+++ Input for this task +++

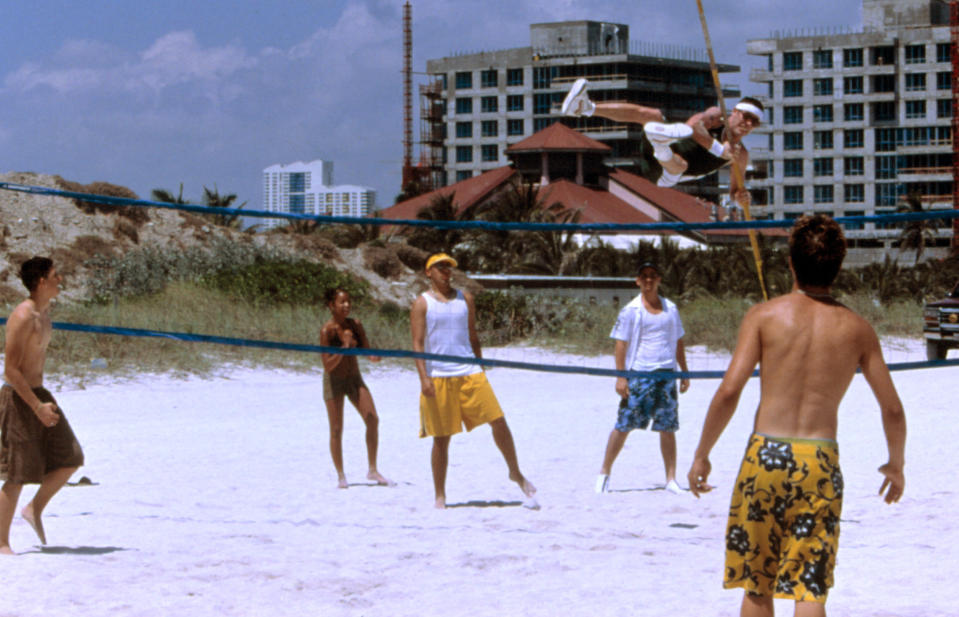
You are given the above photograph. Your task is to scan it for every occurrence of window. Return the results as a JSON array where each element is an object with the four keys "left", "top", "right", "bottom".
[
  {"left": 876, "top": 154, "right": 897, "bottom": 180},
  {"left": 533, "top": 66, "right": 556, "bottom": 90},
  {"left": 871, "top": 101, "right": 896, "bottom": 122},
  {"left": 812, "top": 49, "right": 832, "bottom": 69},
  {"left": 812, "top": 77, "right": 832, "bottom": 96},
  {"left": 783, "top": 105, "right": 802, "bottom": 124},
  {"left": 906, "top": 73, "right": 926, "bottom": 92},
  {"left": 783, "top": 159, "right": 802, "bottom": 178},
  {"left": 783, "top": 186, "right": 802, "bottom": 204},
  {"left": 456, "top": 71, "right": 473, "bottom": 90},
  {"left": 783, "top": 51, "right": 802, "bottom": 71},
  {"left": 812, "top": 131, "right": 832, "bottom": 150},
  {"left": 842, "top": 103, "right": 865, "bottom": 122},
  {"left": 812, "top": 157, "right": 833, "bottom": 176},
  {"left": 842, "top": 184, "right": 866, "bottom": 202},
  {"left": 812, "top": 105, "right": 832, "bottom": 122},
  {"left": 842, "top": 129, "right": 865, "bottom": 148},
  {"left": 842, "top": 75, "right": 862, "bottom": 94},
  {"left": 904, "top": 45, "right": 926, "bottom": 64},
  {"left": 872, "top": 75, "right": 896, "bottom": 92},
  {"left": 936, "top": 43, "right": 952, "bottom": 62},
  {"left": 533, "top": 94, "right": 553, "bottom": 114},
  {"left": 906, "top": 101, "right": 926, "bottom": 120},
  {"left": 812, "top": 184, "right": 833, "bottom": 204},
  {"left": 870, "top": 45, "right": 896, "bottom": 66},
  {"left": 842, "top": 49, "right": 862, "bottom": 67},
  {"left": 456, "top": 98, "right": 473, "bottom": 114},
  {"left": 936, "top": 99, "right": 952, "bottom": 118},
  {"left": 843, "top": 156, "right": 866, "bottom": 176},
  {"left": 842, "top": 208, "right": 866, "bottom": 229}
]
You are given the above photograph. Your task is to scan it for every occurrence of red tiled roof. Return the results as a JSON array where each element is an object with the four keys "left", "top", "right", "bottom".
[
  {"left": 506, "top": 122, "right": 612, "bottom": 153},
  {"left": 380, "top": 166, "right": 516, "bottom": 220}
]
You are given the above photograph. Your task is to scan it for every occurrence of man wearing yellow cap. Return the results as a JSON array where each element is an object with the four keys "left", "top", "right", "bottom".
[{"left": 410, "top": 253, "right": 538, "bottom": 508}]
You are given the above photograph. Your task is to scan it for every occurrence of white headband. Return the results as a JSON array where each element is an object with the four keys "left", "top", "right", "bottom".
[{"left": 733, "top": 101, "right": 763, "bottom": 121}]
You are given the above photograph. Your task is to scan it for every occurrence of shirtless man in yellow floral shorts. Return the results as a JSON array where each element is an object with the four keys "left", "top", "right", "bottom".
[{"left": 688, "top": 215, "right": 906, "bottom": 617}]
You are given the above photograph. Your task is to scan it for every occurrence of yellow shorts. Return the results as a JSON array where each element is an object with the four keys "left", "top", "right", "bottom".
[
  {"left": 723, "top": 433, "right": 843, "bottom": 602},
  {"left": 420, "top": 372, "right": 503, "bottom": 437}
]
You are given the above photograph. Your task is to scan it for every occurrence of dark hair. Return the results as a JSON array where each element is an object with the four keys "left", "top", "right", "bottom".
[
  {"left": 323, "top": 287, "right": 350, "bottom": 306},
  {"left": 739, "top": 96, "right": 766, "bottom": 111},
  {"left": 20, "top": 257, "right": 53, "bottom": 292},
  {"left": 789, "top": 214, "right": 846, "bottom": 287}
]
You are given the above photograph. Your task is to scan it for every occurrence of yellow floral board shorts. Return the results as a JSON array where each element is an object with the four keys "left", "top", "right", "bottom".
[
  {"left": 420, "top": 372, "right": 503, "bottom": 437},
  {"left": 723, "top": 433, "right": 843, "bottom": 602}
]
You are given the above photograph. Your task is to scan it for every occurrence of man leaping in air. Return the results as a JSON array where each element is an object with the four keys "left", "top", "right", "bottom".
[{"left": 561, "top": 79, "right": 763, "bottom": 206}]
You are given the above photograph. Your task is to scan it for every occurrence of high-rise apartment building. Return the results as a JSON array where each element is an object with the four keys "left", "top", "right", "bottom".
[
  {"left": 747, "top": 0, "right": 953, "bottom": 263},
  {"left": 263, "top": 160, "right": 376, "bottom": 227},
  {"left": 420, "top": 21, "right": 739, "bottom": 198}
]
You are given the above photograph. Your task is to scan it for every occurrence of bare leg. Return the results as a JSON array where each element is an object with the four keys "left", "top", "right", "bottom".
[
  {"left": 739, "top": 593, "right": 774, "bottom": 617},
  {"left": 659, "top": 431, "right": 676, "bottom": 483},
  {"left": 794, "top": 602, "right": 826, "bottom": 617},
  {"left": 350, "top": 388, "right": 393, "bottom": 486},
  {"left": 593, "top": 103, "right": 664, "bottom": 124},
  {"left": 325, "top": 396, "right": 349, "bottom": 488},
  {"left": 0, "top": 482, "right": 23, "bottom": 555},
  {"left": 599, "top": 429, "right": 629, "bottom": 476},
  {"left": 20, "top": 467, "right": 77, "bottom": 544},
  {"left": 490, "top": 418, "right": 536, "bottom": 497},
  {"left": 430, "top": 436, "right": 450, "bottom": 509}
]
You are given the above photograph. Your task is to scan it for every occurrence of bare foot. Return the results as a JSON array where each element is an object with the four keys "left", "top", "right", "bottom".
[
  {"left": 20, "top": 502, "right": 47, "bottom": 544},
  {"left": 366, "top": 469, "right": 396, "bottom": 486}
]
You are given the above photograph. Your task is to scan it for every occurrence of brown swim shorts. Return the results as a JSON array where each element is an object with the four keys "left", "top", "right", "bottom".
[{"left": 0, "top": 384, "right": 83, "bottom": 484}]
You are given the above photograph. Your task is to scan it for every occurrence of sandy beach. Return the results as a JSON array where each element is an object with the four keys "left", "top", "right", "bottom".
[{"left": 0, "top": 341, "right": 959, "bottom": 617}]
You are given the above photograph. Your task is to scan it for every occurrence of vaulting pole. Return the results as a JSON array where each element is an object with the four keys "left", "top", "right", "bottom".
[{"left": 696, "top": 0, "right": 769, "bottom": 300}]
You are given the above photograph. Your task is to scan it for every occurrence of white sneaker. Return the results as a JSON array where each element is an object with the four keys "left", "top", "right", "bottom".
[
  {"left": 559, "top": 77, "right": 596, "bottom": 117},
  {"left": 648, "top": 121, "right": 693, "bottom": 146},
  {"left": 596, "top": 473, "right": 609, "bottom": 494}
]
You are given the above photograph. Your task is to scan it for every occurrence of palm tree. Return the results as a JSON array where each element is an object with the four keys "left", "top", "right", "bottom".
[
  {"left": 896, "top": 192, "right": 936, "bottom": 264},
  {"left": 202, "top": 183, "right": 246, "bottom": 227}
]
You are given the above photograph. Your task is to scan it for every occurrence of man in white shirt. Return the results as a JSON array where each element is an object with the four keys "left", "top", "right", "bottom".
[{"left": 596, "top": 262, "right": 689, "bottom": 494}]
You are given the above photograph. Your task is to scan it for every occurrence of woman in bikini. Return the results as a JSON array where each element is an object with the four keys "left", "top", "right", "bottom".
[{"left": 320, "top": 288, "right": 393, "bottom": 488}]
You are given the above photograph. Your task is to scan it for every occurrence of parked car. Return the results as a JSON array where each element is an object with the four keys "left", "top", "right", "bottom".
[{"left": 922, "top": 284, "right": 959, "bottom": 360}]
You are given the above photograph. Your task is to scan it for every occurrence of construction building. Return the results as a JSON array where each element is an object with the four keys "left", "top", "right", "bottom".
[
  {"left": 263, "top": 160, "right": 376, "bottom": 227},
  {"left": 420, "top": 21, "right": 739, "bottom": 201},
  {"left": 747, "top": 0, "right": 956, "bottom": 263}
]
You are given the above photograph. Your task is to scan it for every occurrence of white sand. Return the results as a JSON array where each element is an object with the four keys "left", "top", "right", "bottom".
[{"left": 0, "top": 342, "right": 959, "bottom": 617}]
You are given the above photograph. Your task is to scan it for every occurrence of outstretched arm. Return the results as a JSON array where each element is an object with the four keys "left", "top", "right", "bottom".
[
  {"left": 687, "top": 307, "right": 760, "bottom": 497},
  {"left": 860, "top": 326, "right": 906, "bottom": 503}
]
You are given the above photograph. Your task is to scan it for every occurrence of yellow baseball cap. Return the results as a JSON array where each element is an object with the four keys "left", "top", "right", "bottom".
[{"left": 426, "top": 253, "right": 458, "bottom": 270}]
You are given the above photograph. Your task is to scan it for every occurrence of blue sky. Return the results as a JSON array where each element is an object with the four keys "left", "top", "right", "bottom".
[{"left": 0, "top": 0, "right": 861, "bottom": 209}]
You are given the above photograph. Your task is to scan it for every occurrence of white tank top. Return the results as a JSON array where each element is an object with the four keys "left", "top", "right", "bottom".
[{"left": 423, "top": 289, "right": 483, "bottom": 377}]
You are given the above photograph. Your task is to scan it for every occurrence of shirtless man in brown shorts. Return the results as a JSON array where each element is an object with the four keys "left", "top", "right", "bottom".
[{"left": 0, "top": 257, "right": 83, "bottom": 555}]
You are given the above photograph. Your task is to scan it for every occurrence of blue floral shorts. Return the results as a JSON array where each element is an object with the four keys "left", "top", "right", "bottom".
[{"left": 614, "top": 370, "right": 679, "bottom": 433}]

+++

__The exercise__. Reproduce the records above word for word, beginning with the line that contains "of blue floral" and continuing through the end of the records, with both ends included.

__The response__.
You are given the above photograph. Your task is to scan it for every occurrence of blue floral shorts. Return the results as a JSON array where each element is an object with the four keys "left", "top", "right", "bottom".
[{"left": 614, "top": 370, "right": 679, "bottom": 433}]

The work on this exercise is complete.